:: Sección del documento

Quién podía imaginar hace menos de un año que, entre aquel sonar incansable y este silencio, se limitaría nuestra movilidad, perderíamos el derecho de reunión, se empobrecerían nuestras relaciones, nos alejaríamos de familiares y amigos, se recortaría nuestro ocio, se suspenderían viajes, se eliminarían las manifestaciones de cariño, desaparecerían demasiados puestos de trabajo y peligrarían muchos negocios, se ensombrecería nuestro ánimo, cambiarían no pocos de nuestros hábitos de conducta, daríamos un prematuro y traumático adiós a algunos de nuestros seres más queridos… y aprenderíamos, sin necesidad de consultar el diccionario, el significado de mascarilla, alarma, distancia o confinamiento. En este camino romero que discurre por entre las encinas y la nueva anormalidad, llevamos una temporada (van dos romerías) caminando con el paso cambiado y, seguramente, la situación se va a alargar más de lo que deseamos. No sé, ni voy a intentarlo, adivinar el futuro, pero confío en que, por seres humanos, acabaremos adaptándonos, aunque para ello tengamos que pagar (ya lo estamos haciendo) un altísimo precio.
Alguien me contó que, antiguamente, cuando la fiesta pillaba a una familia en la sierra, en plena recogida de aceitunas y sin posibilidad de acudir a la romería, los padres (como aquel Guido de La vida es bella) elegían para ese domingo por la tarde un paraje bonito, un otero con peñascos al sol y buenas vistas y se desplazaban con sus hijos para “esperar y ver pasar a la Virgen de Luna, camino de nuestro pueblo”. Les señalaban un punto en la lejanía y aseguraban que por allí pasaría. Había que tener muy buena vista –y mucha imaginación-, pues la distancia era grande, pero que en un día claro… y se montaban turnos de guardia, se jugaba, se cantaba y se comía la merendilla: un hornazo casero (los más afortunados) o alguna perruna sobrante de la Navidad (los que no tenían esa suerte) y unas naranjas. Cuando comenzaba a refrescar, convencidos de que la patrona debía estar muy cerca del Arroyo Hondo, se iniciaba el camino de vuelta al serrano cortijo, mientras alguno de los niños aseguraba, con rotundidad, haber visto avanzar las andas por el lugar indicado por sus padres… ¿Quién sabe desde cuántos puntos dispares e imposibles de la sierra, se había divisado aquella tarde a la Virgen de Luna, acercándose a Pozoblanco?

::::
:: Extractos de datos

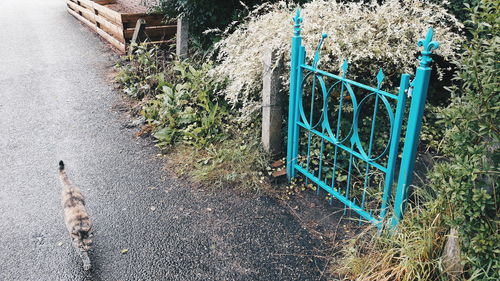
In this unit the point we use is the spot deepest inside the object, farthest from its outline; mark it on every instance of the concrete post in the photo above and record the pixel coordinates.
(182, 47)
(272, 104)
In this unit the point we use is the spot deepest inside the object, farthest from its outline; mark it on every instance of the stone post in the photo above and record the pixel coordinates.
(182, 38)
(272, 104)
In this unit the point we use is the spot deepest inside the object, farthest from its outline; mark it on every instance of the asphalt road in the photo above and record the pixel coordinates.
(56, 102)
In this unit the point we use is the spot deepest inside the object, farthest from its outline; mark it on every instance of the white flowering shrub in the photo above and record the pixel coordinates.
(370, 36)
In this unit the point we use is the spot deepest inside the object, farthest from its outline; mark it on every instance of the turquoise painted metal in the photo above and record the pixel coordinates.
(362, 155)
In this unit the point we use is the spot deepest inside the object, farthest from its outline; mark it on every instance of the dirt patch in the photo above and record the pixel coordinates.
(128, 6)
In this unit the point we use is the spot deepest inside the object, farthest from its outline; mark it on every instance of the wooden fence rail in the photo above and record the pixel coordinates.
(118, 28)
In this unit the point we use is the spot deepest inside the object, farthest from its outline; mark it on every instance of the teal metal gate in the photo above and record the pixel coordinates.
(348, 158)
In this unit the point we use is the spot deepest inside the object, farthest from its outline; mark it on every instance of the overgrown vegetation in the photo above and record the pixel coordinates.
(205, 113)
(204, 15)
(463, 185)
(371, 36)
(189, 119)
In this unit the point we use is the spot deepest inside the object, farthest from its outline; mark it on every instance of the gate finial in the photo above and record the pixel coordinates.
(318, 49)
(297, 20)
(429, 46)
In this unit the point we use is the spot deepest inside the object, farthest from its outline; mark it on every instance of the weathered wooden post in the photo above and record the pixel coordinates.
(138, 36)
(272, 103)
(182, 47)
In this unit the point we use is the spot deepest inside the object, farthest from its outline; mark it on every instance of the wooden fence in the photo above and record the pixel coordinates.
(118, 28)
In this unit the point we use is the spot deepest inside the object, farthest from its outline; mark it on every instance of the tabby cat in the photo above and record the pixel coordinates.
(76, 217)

::::

Trabajo por hacer -
Vuelve a escribir el texto sobre la romería completo, sin alterar nada. Todo lo necesario está en el texto sobre la romería, sin recurrir a ninguna otra fuente.

Solución del ejercicio -
Quién podía imaginar hace menos de un año que, entre aquel sonar incansable y este silencio, se limitaría nuestra movilidad, perderíamos el derecho de reunión, se empobrecerían nuestras relaciones, nos alejaríamos de familiares y amigos, se recortaría nuestro ocio, se suspenderían viajes, se eliminarían las manifestaciones de cariño, desaparecerían demasiados puestos de trabajo y peligrarían muchos negocios, se ensombrecería nuestro ánimo, cambiarían no pocos de nuestros hábitos de conducta, daríamos un prematuro y traumático adiós a algunos de nuestros seres más queridos… y aprenderíamos, sin necesidad de consultar el diccionario, el significado de mascarilla, alarma, distancia o confinamiento. En este camino romero que discurre por entre las encinas y la nueva anormalidad, llevamos una temporada (van dos romerías) caminando con el paso cambiado y, seguramente, la situación se va a alargar más de lo que deseamos. No sé, ni voy a intentarlo, adivinar el futuro, pero confío en que, por seres humanos, acabaremos adaptándonos, aunque para ello tengamos que pagar (ya lo estamos haciendo) un altísimo precio.
Alguien me contó que, antiguamente, cuando la fiesta pillaba a una familia en la sierra, en plena recogida de aceitunas y sin posibilidad de acudir a la romería, los padres (como aquel Guido de La vida es bella) elegían para ese domingo por la tarde un paraje bonito, un otero con peñascos al sol y buenas vistas y se desplazaban con sus hijos para “esperar y ver pasar a la Virgen de Luna, camino de nuestro pueblo”. Les señalaban un punto en la lejanía y aseguraban que por allí pasaría. Había que tener muy buena vista –y mucha imaginación-, pues la distancia era grande, pero que en un día claro… y se montaban turnos de guardia, se jugaba, se cantaba y se comía la merendilla: un hornazo casero (los más afortunados) o alguna perruna sobrante de la Navidad (los que no tenían esa suerte) y unas naranjas. Cuando comenzaba a refrescar, convencidos de que la patrona debía estar muy cerca del Arroyo Hondo, se iniciaba el camino de vuelta al serrano cortijo, mientras alguno de los niños aseguraba, con rotundidad, haber visto avanzar las andas por el lugar indicado por sus padres… ¿Quién sabe desde cuántos puntos dispares e imposibles de la sierra, se había divisado aquella tarde a la Virgen de Luna, acercándose a Pozoblanco?